# Provided records
┄┄┄┄┄┄┄┄┄┄

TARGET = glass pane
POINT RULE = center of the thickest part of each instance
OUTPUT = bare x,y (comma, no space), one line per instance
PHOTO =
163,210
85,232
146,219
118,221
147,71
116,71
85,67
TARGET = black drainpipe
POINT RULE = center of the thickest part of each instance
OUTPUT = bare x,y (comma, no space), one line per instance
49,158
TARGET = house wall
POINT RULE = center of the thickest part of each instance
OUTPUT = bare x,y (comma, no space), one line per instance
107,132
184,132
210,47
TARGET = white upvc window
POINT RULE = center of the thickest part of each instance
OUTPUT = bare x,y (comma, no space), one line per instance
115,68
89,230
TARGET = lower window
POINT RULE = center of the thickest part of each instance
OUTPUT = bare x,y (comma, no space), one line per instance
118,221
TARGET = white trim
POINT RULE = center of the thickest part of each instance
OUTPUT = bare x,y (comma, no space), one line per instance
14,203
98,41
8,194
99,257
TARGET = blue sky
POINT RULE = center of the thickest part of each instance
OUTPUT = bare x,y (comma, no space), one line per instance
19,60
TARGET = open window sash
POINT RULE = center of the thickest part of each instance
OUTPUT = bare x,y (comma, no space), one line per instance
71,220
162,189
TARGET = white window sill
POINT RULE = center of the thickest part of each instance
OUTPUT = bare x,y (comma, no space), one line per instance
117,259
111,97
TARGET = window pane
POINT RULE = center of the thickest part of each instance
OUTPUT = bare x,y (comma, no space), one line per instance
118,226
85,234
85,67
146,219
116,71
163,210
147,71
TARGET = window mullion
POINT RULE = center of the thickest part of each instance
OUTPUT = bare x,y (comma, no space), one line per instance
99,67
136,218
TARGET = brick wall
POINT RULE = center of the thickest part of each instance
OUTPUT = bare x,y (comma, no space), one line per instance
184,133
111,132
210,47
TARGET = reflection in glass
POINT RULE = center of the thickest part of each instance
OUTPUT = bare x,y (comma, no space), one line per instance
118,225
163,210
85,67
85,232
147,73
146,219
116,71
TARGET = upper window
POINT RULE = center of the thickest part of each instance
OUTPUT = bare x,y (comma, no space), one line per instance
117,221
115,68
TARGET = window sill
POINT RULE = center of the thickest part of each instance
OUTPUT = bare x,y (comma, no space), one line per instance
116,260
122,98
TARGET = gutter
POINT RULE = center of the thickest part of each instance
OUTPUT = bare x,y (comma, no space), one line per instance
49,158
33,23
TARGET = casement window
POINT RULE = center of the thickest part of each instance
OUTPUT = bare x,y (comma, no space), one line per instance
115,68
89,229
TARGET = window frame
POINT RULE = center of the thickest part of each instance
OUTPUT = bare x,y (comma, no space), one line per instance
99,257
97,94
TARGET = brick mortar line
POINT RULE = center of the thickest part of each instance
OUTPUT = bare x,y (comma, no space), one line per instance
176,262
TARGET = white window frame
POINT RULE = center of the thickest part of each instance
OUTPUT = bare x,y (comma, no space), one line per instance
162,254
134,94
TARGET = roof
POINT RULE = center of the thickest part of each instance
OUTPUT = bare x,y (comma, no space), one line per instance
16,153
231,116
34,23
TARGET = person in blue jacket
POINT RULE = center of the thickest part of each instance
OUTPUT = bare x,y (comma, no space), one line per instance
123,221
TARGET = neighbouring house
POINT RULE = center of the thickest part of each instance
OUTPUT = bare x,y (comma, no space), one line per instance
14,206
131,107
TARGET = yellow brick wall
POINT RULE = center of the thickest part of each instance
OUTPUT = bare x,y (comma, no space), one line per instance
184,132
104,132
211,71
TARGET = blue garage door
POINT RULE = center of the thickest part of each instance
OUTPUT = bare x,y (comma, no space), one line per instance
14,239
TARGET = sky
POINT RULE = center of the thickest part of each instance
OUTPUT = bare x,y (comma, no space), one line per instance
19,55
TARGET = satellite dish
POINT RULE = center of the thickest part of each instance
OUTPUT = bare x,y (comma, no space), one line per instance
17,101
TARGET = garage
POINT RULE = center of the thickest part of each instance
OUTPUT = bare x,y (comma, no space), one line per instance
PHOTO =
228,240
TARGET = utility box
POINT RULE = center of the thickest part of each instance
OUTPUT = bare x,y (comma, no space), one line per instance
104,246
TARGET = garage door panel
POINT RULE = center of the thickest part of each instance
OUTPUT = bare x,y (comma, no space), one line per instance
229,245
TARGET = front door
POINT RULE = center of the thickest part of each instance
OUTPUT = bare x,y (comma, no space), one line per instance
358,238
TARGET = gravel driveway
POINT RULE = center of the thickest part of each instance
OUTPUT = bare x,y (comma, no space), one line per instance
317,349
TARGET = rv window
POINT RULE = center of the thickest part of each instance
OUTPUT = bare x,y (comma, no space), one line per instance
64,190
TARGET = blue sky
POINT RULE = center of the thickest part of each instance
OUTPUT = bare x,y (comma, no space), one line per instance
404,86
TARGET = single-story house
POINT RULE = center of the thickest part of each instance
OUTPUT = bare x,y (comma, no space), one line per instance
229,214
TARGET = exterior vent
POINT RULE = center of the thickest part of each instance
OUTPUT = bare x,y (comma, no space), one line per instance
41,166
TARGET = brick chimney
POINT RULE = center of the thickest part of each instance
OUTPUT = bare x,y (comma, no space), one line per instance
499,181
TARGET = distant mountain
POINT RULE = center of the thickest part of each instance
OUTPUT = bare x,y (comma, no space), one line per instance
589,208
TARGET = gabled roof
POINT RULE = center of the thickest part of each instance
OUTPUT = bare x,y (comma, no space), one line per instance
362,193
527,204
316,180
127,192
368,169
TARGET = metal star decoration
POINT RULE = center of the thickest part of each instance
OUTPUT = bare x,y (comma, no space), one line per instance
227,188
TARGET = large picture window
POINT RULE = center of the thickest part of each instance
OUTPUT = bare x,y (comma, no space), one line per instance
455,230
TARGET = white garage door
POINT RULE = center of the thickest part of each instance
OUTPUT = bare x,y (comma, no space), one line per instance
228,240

┄┄┄┄┄┄┄┄┄┄

Give back exactly the lines from the line containing "TARGET = distant mountain" to the end of the entries, and no other lines.

TARGET = distant mountain
POINT RULE = center of the thickest part of each instance
OUTPUT = bare x,y (comma, no space), one line per instance
589,208
TARGET = gabled roof
POINT RULE = center of the thickest part of each instance
OUTPUT = bare x,y (comma, no space), one line per instance
362,193
527,204
316,180
127,192
368,169
TARGET = metal star decoration
POINT RULE = center of the thickest part of each instance
OUTPUT = bare x,y (comma, no space), one line per instance
227,188
TARGET = large picture window
POINT RULE = center of the thickest part of each instance
OUTPUT = bare x,y (comma, no space), one line per instance
455,230
TARGET = white garage door
POINT RULE = center of the thickest part of each instance
OUTPUT = bare x,y (comma, no space), one line per instance
228,240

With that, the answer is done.